++++ Quoted passage
I want to replace my front bumper cover from a small collision I was involved in recently (It’s not worth making an insurance claim, and the shops wanted at least $800, so I’m fixing it myself).
The car is a 2010 Toyota Matrix.
My question is about what the exact part I need is. These are the options available (attached).
From this site:
-R refers to remanufactured, but I have no idea what -C, -PP, and -V are. What do they all mean?
As far as I know, the parts ending with 344XX don’t have valence/spoiler holes, and those ending with 345XX do. What are valence and spoiler holes?
I found a supplier that can get me any of these parts for about what is listed there, but I found something on amazon, for much less:
So I’d like to know if that ^ would also work. It looks like it’s ~$100 cheaper, which would be great, I just want to make sure it’s good. Is it a good idea to buy car parts on Amazon?
Finally, I’ve found someone that will paint it the right color for me. I have some questions about painting:
- what steps are involved to get it done right?
- is it easy to match the color? Does Toyota use standard colors?
- what kind of finishing goes on a part like this?
The bumper cover is a decorative piece of plastic that covers the actual bumper. Which is not decorative.
The only thing you need to worry about is matching the paint. Which shouldn’t be too difficult on your age of vehicle.
Remember when you use to replace a bumper that was made of steel and chromed?
All it needed to be was straight and shinny. And it matched the vehicle.
I’ve bought dozens of aftermarket and salvage yard bumper covers. Keystone is my major supplier for aftermarket, and www.car-part.com is used for salvage. Keystone also makes a line of paints, and can match your car to a T. Most paint suppliers also have a a computerized “camera” that will come close if not closer than their array of paint chips. If you live in even a semi-major market, there may also be suppliers of Chinese or Taiwanese made car parts of all descriptions other than Keystone. New World International and Certifit (AKA Sorta Fit) are two I am familiar with. I know they use other names in other markets.
If you buy a bumper cover from a salvage yard, there is a possibility that it will not be a perfect color match due to different rates of fading over years of being garaged or not. I have had good luck with salvage yard parts being quite close enough to satisfy my customers, especially if it saves them several hundred dollars. It usually does.
If things don’t line up quite right, there may be other underlying damage that you can’t see. That’s probably why the body shops gave you an $800 bid.
C means CAPA certified. In laymans terms it mean "salt water salvage"
PP means platinum plus. In laymans terms it means "salt water salvage"
++++++++
◆ Problem set:
**1.** Rescale the entries: begin at their first line, stop after the line containing "(1179, 171)", and include both ends. Write out every line in full, multiplying each point coordinate by 1.3 and rounding to a whole number, with halves rounding up.
**2.** Extend the bumper cover thread past its last sentence.
The bumper cover thread and the entries after it come from separate sources.
++++ Records supplied
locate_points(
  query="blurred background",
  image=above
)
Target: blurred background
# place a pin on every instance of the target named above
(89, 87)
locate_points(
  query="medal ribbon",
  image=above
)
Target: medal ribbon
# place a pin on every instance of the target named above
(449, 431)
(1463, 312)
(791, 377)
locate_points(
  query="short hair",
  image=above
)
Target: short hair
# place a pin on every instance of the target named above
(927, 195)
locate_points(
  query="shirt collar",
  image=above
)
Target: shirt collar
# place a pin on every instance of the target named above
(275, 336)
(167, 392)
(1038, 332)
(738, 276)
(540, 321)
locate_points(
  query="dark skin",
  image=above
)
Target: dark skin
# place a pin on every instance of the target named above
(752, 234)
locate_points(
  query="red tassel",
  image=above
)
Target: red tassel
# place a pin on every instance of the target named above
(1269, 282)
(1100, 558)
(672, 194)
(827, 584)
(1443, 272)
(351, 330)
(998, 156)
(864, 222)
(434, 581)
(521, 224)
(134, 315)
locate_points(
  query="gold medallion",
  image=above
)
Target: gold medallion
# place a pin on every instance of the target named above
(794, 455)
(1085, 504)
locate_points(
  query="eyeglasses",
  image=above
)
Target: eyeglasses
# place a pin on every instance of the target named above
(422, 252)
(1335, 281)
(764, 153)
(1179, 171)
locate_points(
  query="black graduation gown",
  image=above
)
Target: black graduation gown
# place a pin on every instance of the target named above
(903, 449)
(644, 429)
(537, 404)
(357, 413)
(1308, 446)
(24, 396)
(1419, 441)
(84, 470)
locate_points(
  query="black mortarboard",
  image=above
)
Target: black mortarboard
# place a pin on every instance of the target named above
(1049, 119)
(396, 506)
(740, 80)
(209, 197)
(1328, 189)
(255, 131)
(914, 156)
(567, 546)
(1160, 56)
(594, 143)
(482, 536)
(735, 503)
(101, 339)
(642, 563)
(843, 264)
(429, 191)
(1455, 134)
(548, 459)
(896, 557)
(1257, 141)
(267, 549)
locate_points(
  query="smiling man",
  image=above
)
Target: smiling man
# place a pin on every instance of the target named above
++++++++
◆ The answers:
**1.**
locate_points(
  query="blurred background",
  image=above
)
Target: blurred background
# place a pin on every instance of the target named above
(116, 113)
locate_points(
  query="medal ribbon",
  image=above
)
Target: medal ribbon
# place a pin on every instance of the target named above
(584, 560)
(1902, 406)
(1028, 490)
locate_points(
  query="short hair",
  image=above
)
Target: short hair
# place a pin on every instance of the target named above
(1205, 254)
locate_points(
  query="shirt collar",
  image=above
)
Target: shirt collar
# place a pin on every instance of the target named above
(358, 437)
(217, 510)
(1349, 432)
(959, 359)
(702, 417)
locate_points(
  query="dark skin",
  image=above
)
Target: dark skin
# place a pin on every instance of the target named above
(978, 304)
locate_points(
  query="red tassel",
  image=above
)
Target: red tassel
# place a pin on every instance of the target named above
(1650, 367)
(1430, 725)
(874, 252)
(1075, 759)
(1876, 354)
(456, 429)
(1297, 203)
(1123, 289)
(564, 755)
(677, 291)
(174, 410)
locate_points(
  query="gold medallion",
  image=above
)
Target: gold medallion
# place a pin on every instance of the target named above
(1032, 592)
(1411, 655)
locate_points(
  query="eyeglasses",
  image=above
)
Target: eyeglasses
# place a pin on every instance of the target named above
(549, 328)
(1736, 365)
(993, 199)
(1533, 222)

**2.**
V means value line. In laymans terms it means junk not worthy to be called “salt water salvage”
R means remanufactured. It is a Toyota part that was damaged and a repair was attempted. Sometimes which means always, the repair is of poor quality and is broken when you receive it. Often the repair fails when you are installing the part. Often the repair is made not by a craftsman but by a gorilla with a tube of glue, a handful of sand and a ball pien hammer. I am being honest in stating that Helen Keller could see the poor quality of the repair.
Foreign car bumper covers are often raw plastic and it takes a special kit to prep the part properly or the paint will not adhere properly.
Do it if you wish but keep this in mind.
When buying a tool for example always buy a quality tool, if you buy the cheapest then you will buy the tool two times. The one you bought and the one you should have bought. If your attempt looks bad you will need a professional to do it over. And if the shop wants to stand behind its work they will use a different bumper cover because if your work fails then their work fails.
I was recently given a written estimate of $625 to replace my rear bumper cover on my 2005 Scion. Depending on where the OP lives, $800 might be typical.
I checked online and the (aftermarket) cover would have cost about $225 + shipping and handling… which has gone out of sight. I shipped a 12"x12"x12" box recently “ground” and it cost $40. The bumper cover would probably be $200. The painting, done properly, with prep, flex additive, and clearcoat (Toyota uses clear coat on a lot of its finishes) would probably be another $250.
Ii myself am searching for a boneyard bumper cover painted the right color. Problem I’m running into is that nobody gets rid of Toyotas. I’ve had no luck so far.
The attached link will show you what you (might) need definitively (except for paint, of course) as well as give you an “exploded view” drawing of how it’s installed. I recommend you spend an extra $5-$10 and get some nylon body tools to make the job easier and to protect the other parts.
PostScript: thanks for the tip, MG. Keystone had my cover (aftermarket, unpainted) for a lot less that others. I may order one and see if the school will paint it for me. The weather won’t be nice enough here for me to do it at home until spring. My garage isn’t heated.
Can you guys comment on the part on Amazon? Is it likely to be something that was damaged and reworked?
“saltwater salvage” what does that mean?
I’m not really concerned with minor defects, so long as they are covered by the paint job. With that in mind, which cover should I get?
I’ve had an offer from someone else to paint it - it will cost me $185. It’s not me. I just want to know what will be going on so that it matches well.
The Amazon part is new unless otherwise noted. At that price, it is likely a cheap Chinese knockoff. It might be OK, might not. At least Amazon has a good return policy.
“Saltwater Salvage” means it came off a coastal flood damaged car. For steel body parts that means “just run-away dude!” For a plastic nose cover, not really so much of a problem, IMHO. It has the big plus of being less risk of the paint not adhering since you are painting on top of the factory paint.
As for the paint process itself. The guy will buy the paint specified by the code on the car (good match) OR he will take a small painted part OFF the car to get it analyzed by the paint shop to see if the original paint has faded (better match). He should sand the part smooth and fill any minor imperfections, prime, seal, 2-3 color coats and then 2-3 clear coats (if the factory is base coat/clear coat paint).
Can you post a picture of what it looks like? There may be a repair option.
Wait a minute.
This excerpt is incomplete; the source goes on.